In the text on flexible spending account deadline notices, reproduce the portion starting with "Beginning January 1, 2020, AB" and going on through "the Labor Code.", renaming every "AB 1554" as "Assembly Bill 1554".

DOCUMENT TEXT.
——————

On August 30, 2019, Governor Newsom signed Assembly Bill 1554, which requires employers to notify employees of the deadline to withdraw flexible spending account funds. Many employers offer employees the opportunity to participate in flexible spending accounts. These are employer-owned accounts into which employees can put money to pay for certain eligible expenses on a pre-tax basis. Different types of flexible spending accounts include those for health, dependent care (sometimes known as a dependent care assistance programs or DCAPs), and adoption assistance. Employers often offer these accounts through a Section 125 cafeteria plan.
Under federal law and regulations, flexible spending accounts are generally subject to the “forfeiture rule.” The forfeiture rule is a “use it or lose it” rule whereby employee participants must incur expenses and seek reimbursement for eligible expenses from their accounts by a certain date or else they forfeit the remaining funds in their accounts.
Beginning January 1, 2020, AB 1554 requires employers to notify employees who participate in a flexible spending account of the deadline to withdraw funds before the end of the plan year. The purpose of AB 1554 is to decrease the amount of flexible spending account funds employees forfeit each year. The required notification will clarify to employees the exact deadlines by which they must submit reimbursement requests for eligible expenses. AB 1554 adds Section 2810.7 to the Labor Code.
In preparing to meet this new requirement, public agencies should know the exact deadlines applicable to their flexible spending accounts in order to provide proper notice to employees. The tricky part in determining the deadline is that the exact deadline depends on the employers’ own flexible spending account structure, the employers’ Section 125 cafeteria plan document, and various options the employer may have chosen.
Generally, an employee will forfeit any unused flexible spending account funds if the employee does not incur eligible expenses by the end of the plan year and request reimbursements by the end of the run-out period (further explained below). However, an employer also has options for expanding or adding flexibility to the time period when an employee must incur expenses and the deadline by which an employee must seek reimbursement.

——————

DATA PROVIDED.
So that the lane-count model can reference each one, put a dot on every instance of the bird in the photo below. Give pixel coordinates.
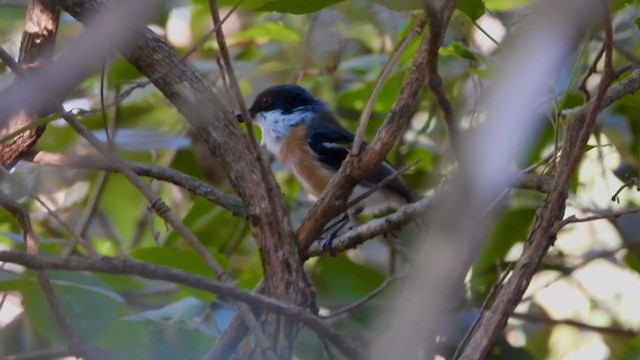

——————

RESPONSE BELOW.
Beginning January 1, 2020, Assembly Bill 1554 requires employers to notify employees who participate in a flexible spending account of the deadline to withdraw funds before the end of the plan year. The purpose of Assembly Bill 1554 is to decrease the amount of flexible spending account funds employees forfeit each year. The required notification will clarify to employees the exact deadlines by which they must submit reimbursement requests for eligible expenses. Assembly Bill 1554 adds Section 2810.7 to the Labor Code.